Am Wahlkampfabend des 27. September 1998 stürmte eine junge Journalistin von Spiegel Online die Internetredaktion der Kampa in Bonn. Das Netz sei zusammengebrochen, sie bekäme keine Verbindung zum Redaktionsserver und könne ihre Liveberichte nicht abliefern. Zusagen, bei dem Wahlkampfabend dabei zu sein, bekäme sie nur von FDP und SPD. Doch die Internetredaktion in der Kampa sei die einzige, wo noch was läuft, hätte sie gehört.

Sie hatte recht. Die Chefin der Internetredaktion der SPD wies der Journalistin einen freien Platz zu, wo sie ihre Berichte aus dieser Nacht tippen konnte.

Gerhard Schröder – Bundestagswahlkampf 1998 © Petra Tursky-Hartmann

Die Wahlkampfnacht 1998 war nicht nur die Siegesnacht von Gerhard Schröder. Dies war ebenfalls die Siegesnacht des SPD-Webservers über die IT anderer Bundestagswahlparteien. Die Sozialdemokraten waren die einzige Partei, deren Internetpräsenz an diesem Abend und in dieser Nacht ununterbrochen abrufbar war und nicht den – vermutlich weder beabsichtigten noch bösartigen – Denial-of-Service-Attacken der vom Wahlergebnis der Sozialdemokraten begeisterten Internetnutzer erlag.

☆ ☆ ☆

= Gestellte Aufgabe 1 =
Bearbeite im Quellenauszug zur Wahlnacht 1998 die Passage zwischen "Sie hatte recht." und "Nacht tippen konnte.", beide eingeschlossen, und setze dabei "Reporterin" an die Stelle von "Journalistin".
= Gestellte Aufgabe 2 =
Fasse den Absatz des Quellenauszugs, der mit "Die Wahlkampfnacht 1998 war nicht nur" beginnt, als knappe Stichpunktliste zusammen, ohne seine Kernaussagen zu verlieren.
= Gestellte Aufgabe 3 =
Wer wies der jungen Journalistin laut dem Quellenauszug einen freien Platz für ihre Berichte zu?

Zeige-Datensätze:

☆ ☆ ☆

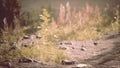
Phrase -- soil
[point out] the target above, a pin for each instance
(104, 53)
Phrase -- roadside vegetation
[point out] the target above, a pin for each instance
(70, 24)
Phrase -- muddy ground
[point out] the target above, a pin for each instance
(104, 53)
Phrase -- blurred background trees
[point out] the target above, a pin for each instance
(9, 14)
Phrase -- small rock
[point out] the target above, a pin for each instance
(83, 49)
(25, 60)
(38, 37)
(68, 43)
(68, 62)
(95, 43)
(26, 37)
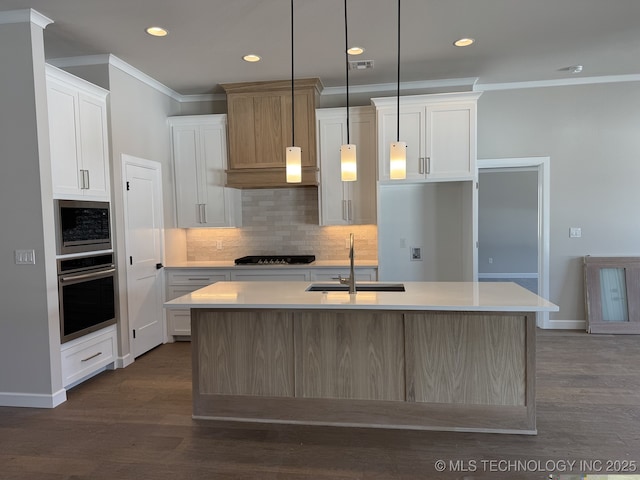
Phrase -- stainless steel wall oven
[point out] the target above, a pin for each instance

☆ ☆ ☆

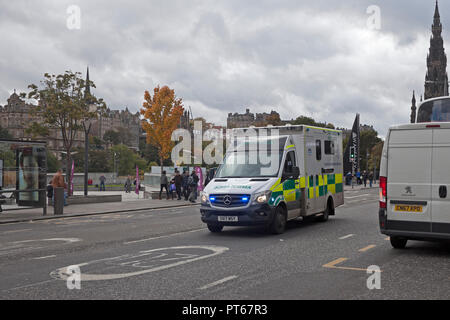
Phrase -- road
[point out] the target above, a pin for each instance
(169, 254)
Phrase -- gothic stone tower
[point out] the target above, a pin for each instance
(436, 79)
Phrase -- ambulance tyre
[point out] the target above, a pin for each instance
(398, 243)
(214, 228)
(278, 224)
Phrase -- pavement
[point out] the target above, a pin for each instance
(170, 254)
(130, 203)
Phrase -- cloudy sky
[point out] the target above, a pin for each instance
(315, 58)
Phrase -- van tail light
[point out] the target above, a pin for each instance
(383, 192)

☆ ☆ ☆

= Ergebnis 1 =
Sie hatte recht. Die Chefin der Internetredaktion der SPD wies der Reporterin einen freien Platz zu, wo sie ihre Berichte aus dieser Nacht tippen konnte.

= Ergebnis 2 =
- Die Wahlnacht 1998 war die Siegesnacht von Gerhard Schröder und des SPD-Webservers über die IT anderer Parteien.
- Nur die Internetpräsenz der SPD war an diesem Abend und in dieser Nacht ununterbrochen abrufbar.
- Sie hielt den vermutlich unbeabsichtigten Denial-of-Service-Attacken begeisterter Internetnutzer stand.

= Ergebnis 3 =
Die Chefin der Internetredaktion der SPD.